◆ REQUIREMENT ◆
Output the entire listing below exactly as it stands.

• • • • •

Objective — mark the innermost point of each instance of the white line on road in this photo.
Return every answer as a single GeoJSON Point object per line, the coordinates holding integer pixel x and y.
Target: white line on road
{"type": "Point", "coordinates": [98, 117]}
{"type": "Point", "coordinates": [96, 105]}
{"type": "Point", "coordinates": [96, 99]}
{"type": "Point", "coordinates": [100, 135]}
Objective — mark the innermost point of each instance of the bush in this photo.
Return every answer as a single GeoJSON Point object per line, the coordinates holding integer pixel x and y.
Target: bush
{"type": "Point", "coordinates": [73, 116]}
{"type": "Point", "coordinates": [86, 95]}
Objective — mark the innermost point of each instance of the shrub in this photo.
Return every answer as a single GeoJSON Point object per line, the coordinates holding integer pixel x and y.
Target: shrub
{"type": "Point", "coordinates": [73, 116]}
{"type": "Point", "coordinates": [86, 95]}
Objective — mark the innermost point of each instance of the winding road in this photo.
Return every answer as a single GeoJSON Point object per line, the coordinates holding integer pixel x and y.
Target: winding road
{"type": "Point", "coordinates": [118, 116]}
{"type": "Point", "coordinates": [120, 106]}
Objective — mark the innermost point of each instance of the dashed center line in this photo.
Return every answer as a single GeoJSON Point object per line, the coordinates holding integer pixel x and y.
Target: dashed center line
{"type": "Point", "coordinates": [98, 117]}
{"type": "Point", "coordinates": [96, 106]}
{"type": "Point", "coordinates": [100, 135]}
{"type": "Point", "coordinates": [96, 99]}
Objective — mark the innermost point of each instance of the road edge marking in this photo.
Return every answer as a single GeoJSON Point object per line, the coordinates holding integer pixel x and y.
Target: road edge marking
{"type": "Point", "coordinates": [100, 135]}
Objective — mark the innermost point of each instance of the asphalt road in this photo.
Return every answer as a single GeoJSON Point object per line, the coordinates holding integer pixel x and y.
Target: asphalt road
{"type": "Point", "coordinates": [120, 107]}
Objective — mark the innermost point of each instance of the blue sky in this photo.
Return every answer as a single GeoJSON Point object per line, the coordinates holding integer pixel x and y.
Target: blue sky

• • • • •

◆ ANSWER BOX ◆
Objective — mark the innermost point of each instance of the white line on road in this photo.
Return every answer as a single GeoJSON Point object per line, the coordinates holding integer pixel x and y.
Target: white line on road
{"type": "Point", "coordinates": [98, 117]}
{"type": "Point", "coordinates": [96, 105]}
{"type": "Point", "coordinates": [96, 99]}
{"type": "Point", "coordinates": [100, 135]}
Objective — mark the innermost point of each instance of the bush in this photo.
Return every answer as a single GeoJSON Point object per line, the coordinates holding integer pixel x and y.
Target: bush
{"type": "Point", "coordinates": [73, 116]}
{"type": "Point", "coordinates": [86, 95]}
Objective — mark the innermost point of each instance of the shrub in this photo.
Return every answer as a single GeoJSON Point object per line, the coordinates holding integer pixel x and y.
Target: shrub
{"type": "Point", "coordinates": [73, 116]}
{"type": "Point", "coordinates": [86, 95]}
Objective — mark the innermost point of each instance of the winding road in this photo.
Return every answer as a single GeoJSON Point object per line, the coordinates holding integer pixel x and y.
Target: winding road
{"type": "Point", "coordinates": [118, 116]}
{"type": "Point", "coordinates": [120, 106]}
Objective — mark the innermost point of each instance of the dashed center line in this photo.
Return every answer as a single GeoJSON Point object per line, the coordinates holding integer pixel x and y.
Target: dashed center line
{"type": "Point", "coordinates": [98, 117]}
{"type": "Point", "coordinates": [96, 106]}
{"type": "Point", "coordinates": [100, 135]}
{"type": "Point", "coordinates": [96, 99]}
Objective — mark the innermost point of each instance of the road edge marking in this photo.
Return every answer as a single GeoJSON Point object per line, the coordinates holding integer pixel x and y.
Target: road edge marking
{"type": "Point", "coordinates": [100, 135]}
Objective — mark the innermost point of each instance of the asphalt road in this photo.
Return every answer as a single GeoJSON Point object per line, the coordinates holding integer pixel x and y.
Target: asphalt road
{"type": "Point", "coordinates": [120, 107]}
Objective — mark the innermost point of each instance of the blue sky in this photo.
Return every answer as a single GeoJSON Point object per line, the coordinates holding integer pixel x and y.
Target: blue sky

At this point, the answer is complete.